Quelle:

Ein Widerruf dieses Vertrags ist zum vorliegenden Zeitpunkt leider auch nicht mehr möglich. Gem. § 312d Abs. 3 Nr. 2 erlischt das Recht zum Widerruf, wenn der Verbraucher die Ausführung der Dienstleistung selbst veranlasst hat. Darauf wurden Sie ebenfalls in hervorgehobener Form hingewiesen, sowohl in den von Ihnen als gelesen betätigten Geschäftsbedingungen und Verbraucherinformationen bei der Anmeldung als auch erneut mit der nachgewiesenen Zusendung bei Vertragsschluss.
Bitte haben Sie Verständnis dafür, dass wir auf dieser Regelung auch bestehen müssen, um uns vor Missbrauch zu schützen.

Ein wirksamer Widerruf des mit uns geschlossenen Vertrages zur Bereitstellung einer Online-Dienstleistung ist nicht eingegangen. Daher haben wir Ihnen den in der Preisangabe ausgewiesenen Betrag inklusive Mehrwertsteuer in Rechnung gestellt.

Daten:
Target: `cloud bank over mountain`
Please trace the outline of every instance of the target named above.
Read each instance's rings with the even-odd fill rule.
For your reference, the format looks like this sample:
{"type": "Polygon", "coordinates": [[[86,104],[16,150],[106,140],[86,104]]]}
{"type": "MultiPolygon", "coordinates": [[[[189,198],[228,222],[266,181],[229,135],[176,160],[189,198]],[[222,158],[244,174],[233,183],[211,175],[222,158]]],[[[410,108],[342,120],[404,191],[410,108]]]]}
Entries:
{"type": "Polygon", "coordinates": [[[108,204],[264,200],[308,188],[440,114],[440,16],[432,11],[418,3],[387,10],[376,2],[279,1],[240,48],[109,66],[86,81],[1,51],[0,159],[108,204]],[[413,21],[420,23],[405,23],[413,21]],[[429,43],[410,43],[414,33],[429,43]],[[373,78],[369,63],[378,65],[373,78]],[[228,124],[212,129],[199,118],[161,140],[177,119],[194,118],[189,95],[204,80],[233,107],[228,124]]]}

--

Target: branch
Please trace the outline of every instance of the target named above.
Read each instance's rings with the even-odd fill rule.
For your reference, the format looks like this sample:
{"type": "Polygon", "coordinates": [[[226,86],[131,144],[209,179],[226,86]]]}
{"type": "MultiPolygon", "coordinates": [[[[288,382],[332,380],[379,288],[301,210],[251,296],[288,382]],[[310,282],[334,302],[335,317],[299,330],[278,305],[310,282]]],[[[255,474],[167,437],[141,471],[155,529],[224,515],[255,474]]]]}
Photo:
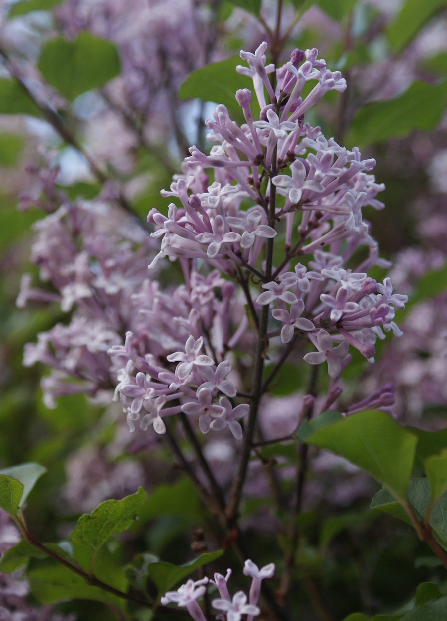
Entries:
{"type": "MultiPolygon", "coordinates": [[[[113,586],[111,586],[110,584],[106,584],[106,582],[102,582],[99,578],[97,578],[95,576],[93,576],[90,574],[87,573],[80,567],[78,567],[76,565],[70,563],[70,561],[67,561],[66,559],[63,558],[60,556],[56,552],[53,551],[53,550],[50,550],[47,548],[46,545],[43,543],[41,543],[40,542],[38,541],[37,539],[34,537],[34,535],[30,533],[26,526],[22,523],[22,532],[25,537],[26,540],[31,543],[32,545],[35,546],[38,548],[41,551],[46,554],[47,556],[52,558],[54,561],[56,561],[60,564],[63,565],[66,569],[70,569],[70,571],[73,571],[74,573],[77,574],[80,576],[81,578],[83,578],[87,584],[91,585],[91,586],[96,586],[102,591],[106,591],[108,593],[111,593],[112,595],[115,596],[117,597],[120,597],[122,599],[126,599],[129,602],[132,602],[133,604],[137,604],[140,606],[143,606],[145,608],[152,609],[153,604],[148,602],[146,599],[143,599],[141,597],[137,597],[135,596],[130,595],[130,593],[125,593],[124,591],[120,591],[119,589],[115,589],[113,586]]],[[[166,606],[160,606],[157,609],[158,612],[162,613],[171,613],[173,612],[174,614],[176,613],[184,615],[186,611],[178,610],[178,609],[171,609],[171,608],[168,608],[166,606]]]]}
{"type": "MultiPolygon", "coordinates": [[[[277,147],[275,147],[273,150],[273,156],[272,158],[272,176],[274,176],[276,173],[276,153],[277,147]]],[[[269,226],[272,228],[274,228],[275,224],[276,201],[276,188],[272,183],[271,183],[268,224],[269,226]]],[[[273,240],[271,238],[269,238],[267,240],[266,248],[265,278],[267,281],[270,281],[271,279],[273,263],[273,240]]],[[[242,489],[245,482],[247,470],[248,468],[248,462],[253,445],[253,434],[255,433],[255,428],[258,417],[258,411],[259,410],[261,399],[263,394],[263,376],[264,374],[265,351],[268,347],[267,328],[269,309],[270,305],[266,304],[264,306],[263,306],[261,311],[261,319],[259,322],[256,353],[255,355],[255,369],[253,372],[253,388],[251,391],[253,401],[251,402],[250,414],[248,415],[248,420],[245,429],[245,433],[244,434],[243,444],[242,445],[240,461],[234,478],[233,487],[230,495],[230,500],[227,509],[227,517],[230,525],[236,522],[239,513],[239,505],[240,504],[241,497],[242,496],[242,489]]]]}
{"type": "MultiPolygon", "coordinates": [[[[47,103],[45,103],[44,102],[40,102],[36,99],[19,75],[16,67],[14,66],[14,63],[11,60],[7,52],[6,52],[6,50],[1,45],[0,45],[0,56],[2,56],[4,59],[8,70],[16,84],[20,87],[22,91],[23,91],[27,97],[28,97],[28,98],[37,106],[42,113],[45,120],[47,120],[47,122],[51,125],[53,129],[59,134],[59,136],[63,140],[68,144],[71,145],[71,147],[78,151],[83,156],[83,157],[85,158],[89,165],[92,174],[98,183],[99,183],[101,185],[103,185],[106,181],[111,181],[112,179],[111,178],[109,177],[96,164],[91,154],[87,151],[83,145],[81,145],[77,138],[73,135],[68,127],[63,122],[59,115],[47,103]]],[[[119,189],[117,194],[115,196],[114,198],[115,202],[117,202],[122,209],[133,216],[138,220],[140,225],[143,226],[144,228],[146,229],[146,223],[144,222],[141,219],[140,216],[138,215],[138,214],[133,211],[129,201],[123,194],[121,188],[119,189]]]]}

---

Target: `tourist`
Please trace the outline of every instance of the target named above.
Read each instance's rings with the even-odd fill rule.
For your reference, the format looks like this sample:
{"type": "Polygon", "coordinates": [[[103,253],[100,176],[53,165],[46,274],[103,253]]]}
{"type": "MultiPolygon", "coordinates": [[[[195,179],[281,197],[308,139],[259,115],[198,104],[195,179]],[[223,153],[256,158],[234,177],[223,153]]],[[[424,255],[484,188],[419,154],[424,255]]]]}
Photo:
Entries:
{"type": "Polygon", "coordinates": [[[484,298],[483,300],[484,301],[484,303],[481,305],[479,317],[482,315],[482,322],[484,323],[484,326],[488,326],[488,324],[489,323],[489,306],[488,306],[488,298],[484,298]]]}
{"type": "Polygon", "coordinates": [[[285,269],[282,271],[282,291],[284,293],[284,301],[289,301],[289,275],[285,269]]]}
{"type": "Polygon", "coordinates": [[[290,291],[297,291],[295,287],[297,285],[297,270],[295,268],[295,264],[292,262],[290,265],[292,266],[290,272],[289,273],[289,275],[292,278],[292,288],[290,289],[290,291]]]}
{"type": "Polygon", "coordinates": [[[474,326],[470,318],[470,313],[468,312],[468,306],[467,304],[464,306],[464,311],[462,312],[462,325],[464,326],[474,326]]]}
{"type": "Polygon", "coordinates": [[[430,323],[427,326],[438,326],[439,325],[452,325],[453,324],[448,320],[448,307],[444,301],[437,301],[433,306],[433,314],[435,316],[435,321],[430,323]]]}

Anweisungen:
**A)** Gib aus der Quelle den Abschnitt wörtlich wieder, der bei den Worten "Ein Widerruf dieses" beginnt und nach "Missbrauch zu schützen." endet.
**B)** Unter welcher Voraussetzung erlischt laut Quelle das Recht zum Widerruf?
**C)** Fasse die Quelle in zwei Sätzen zusammen.
Die Zeilen spielen hierfür keine Rolle.

Schriftliche Antworten:
**A)**
Ein Widerruf dieses Vertrags ist zum vorliegenden Zeitpunkt leider auch nicht mehr möglich. Gem. § 312d Abs. 3 Nr. 2 erlischt das Recht zum Widerruf, wenn der Verbraucher die Ausführung der Dienstleistung selbst veranlasst hat. Darauf wurden Sie ebenfalls in hervorgehobener Form hingewiesen, sowohl in den von Ihnen als gelesen betätigten Geschäftsbedingungen und Verbraucherinformationen bei der Anmeldung als auch erneut mit der nachgewiesenen Zusendung bei Vertragsschluss.
Bitte haben Sie Verständnis dafür, dass wir auf dieser Regelung auch bestehen müssen, um uns vor Missbrauch zu schützen.

**B)** Wenn der Verbraucher die Ausführung der Dienstleistung selbst veranlasst hat.

**C)** Ein Widerruf des Vertrags über eine Online-Dienstleistung ist nicht mehr möglich, weil das Widerrufsrecht nach § 312d Abs. 3 Nr. 2 erlischt, wenn der Verbraucher die Ausführung selbst veranlasst hat, worauf bei der Anmeldung und bei Vertragsschluss hervorgehoben hingewiesen wurde. Da kein wirksamer Widerruf eingegangen ist, wurde der ausgewiesene Betrag inklusive Mehrwertsteuer in Rechnung gestellt.